• Text section:
_ _ _

Author: Alena Petrovna Holzmann, student of the 11th term, School N° 12 of general education in Novotroitskoe, Minusinsk District, Krasnoyarsk Territory.

Project leader: Oleg Nikolaevich Dmitrienko, history teacher, School N° 12 of general education in Novotroitskoe, Minusinsk District, Krasnoyarsk Territory.

2004

From the very beginning and, even
before the enacting of any laws,
all people are in possession of a piece of land,
that is they have the right to stay,
where nature or chance assigned them a place.

Kant

There are two important feelings,
our hearts are nourishing on –
our love for the ashes of our loved ones
and our love for the graves of our forefathers.

A.Pushkin

Quotation of a conversation which took place between a girl and her grandmother Maria Holzmann :

- Grandma, where are the ashes of your loved ones? In Germany?

- No, darling, the ashes of my loved ones were scattered to the four winds all over Russia, from the Volga all the way up to Siberia.

- And where are the graves of our forefathers?

- They arescattered all over Russia, as well.

- Grandma, but which is our home country then – Germany or Russia?

- Originally I am from the river Volga, but “at home” is where we live and where we are going to live in the future.

This was the kind of conversation which took place between an 11-year old girl and her 86-year old grandmother – Maria Petrovna Holzmann, maiden name Kruk, who was born in the Russian Empire and later became a witness of the turbulent construction of Soviet order and the Soviet regime, who lived in the ASSR of the Volga Germans until 1941 and then learned from the papers that “obviously the German population residing in the Volga Rayon is harboring thousands upon thousands of subversives and spies” and that the USSR government “has therefore found it necessary to liquidate the Volga german Republic and resettle its entire German population in other regions of the Soviet Union”.

Starting with these sad news, the German population of the Soviet Union began to bear its heavy cross, which had been imposed on the people just because of their national characteristics. The Germans were displaced from their places of residence, from their fixed abode, and many of them later left the country, which had become their home country in the 18th century. My ancestors were torn away from their cultural and historic environments – a serious, massive blow which lead to an unimaginable tragedy. In the end, all this set in movement a phenomenon which we experience today as mass leave to Germany, where people intend to have a fixed abode for the rest of their life. Maybe, you will not agree to my opinion; however, it seems to me as if we might not only consider the events of the year 1941 an enormous exodus of Germans from Russia but also the beginning of a process of return to their historical origin.

_ _ _

(Extracted data entries)
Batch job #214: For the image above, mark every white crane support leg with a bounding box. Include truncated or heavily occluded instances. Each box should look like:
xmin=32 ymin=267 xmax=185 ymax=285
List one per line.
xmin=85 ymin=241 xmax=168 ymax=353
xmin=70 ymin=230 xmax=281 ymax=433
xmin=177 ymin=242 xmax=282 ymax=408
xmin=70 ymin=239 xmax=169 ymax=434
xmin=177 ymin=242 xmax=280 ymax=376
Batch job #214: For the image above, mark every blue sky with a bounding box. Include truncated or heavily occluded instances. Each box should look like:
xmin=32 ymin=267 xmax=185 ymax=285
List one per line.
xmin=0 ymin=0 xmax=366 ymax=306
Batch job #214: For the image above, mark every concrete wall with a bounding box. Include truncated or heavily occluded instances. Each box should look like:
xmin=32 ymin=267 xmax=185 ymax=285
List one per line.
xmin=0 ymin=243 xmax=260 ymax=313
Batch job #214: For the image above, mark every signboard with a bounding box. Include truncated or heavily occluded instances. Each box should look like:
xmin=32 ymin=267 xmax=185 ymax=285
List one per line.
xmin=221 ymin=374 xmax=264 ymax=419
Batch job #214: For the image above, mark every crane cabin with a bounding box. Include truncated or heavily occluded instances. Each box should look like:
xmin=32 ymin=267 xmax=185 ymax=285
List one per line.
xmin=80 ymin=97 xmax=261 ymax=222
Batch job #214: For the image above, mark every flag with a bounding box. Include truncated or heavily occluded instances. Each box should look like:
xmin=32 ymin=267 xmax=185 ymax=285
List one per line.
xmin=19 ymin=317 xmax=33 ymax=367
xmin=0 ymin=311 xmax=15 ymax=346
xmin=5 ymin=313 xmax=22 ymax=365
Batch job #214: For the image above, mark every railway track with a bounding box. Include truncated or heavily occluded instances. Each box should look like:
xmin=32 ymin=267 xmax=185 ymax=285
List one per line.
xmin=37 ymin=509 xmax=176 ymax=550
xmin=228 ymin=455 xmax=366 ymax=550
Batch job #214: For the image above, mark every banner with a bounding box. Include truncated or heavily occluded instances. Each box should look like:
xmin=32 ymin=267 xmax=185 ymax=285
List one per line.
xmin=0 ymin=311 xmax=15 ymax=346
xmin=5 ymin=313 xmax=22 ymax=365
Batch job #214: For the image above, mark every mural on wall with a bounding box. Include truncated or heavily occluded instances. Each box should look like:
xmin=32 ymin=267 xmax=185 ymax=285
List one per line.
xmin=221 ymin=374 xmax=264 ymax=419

_ _ _

• What you need to do: Rewrite the part of the essay on the Volga Germans that begins with "Quotation of a" and ends with "of our forefathers?", swapping "Grandma" for "Granny". These rows have no connection to the essay on the Volga Germans.

• Solution for this task:
Quotation of a conversation which took place between a girl and her grandmother Maria Holzmann :

- Granny, where are the ashes of your loved ones? In Germany?

- No, darling, the ashes of my loved ones were scattered to the four winds all over Russia, from the Volga all the way up to Siberia.

- And where are the graves of our forefathers?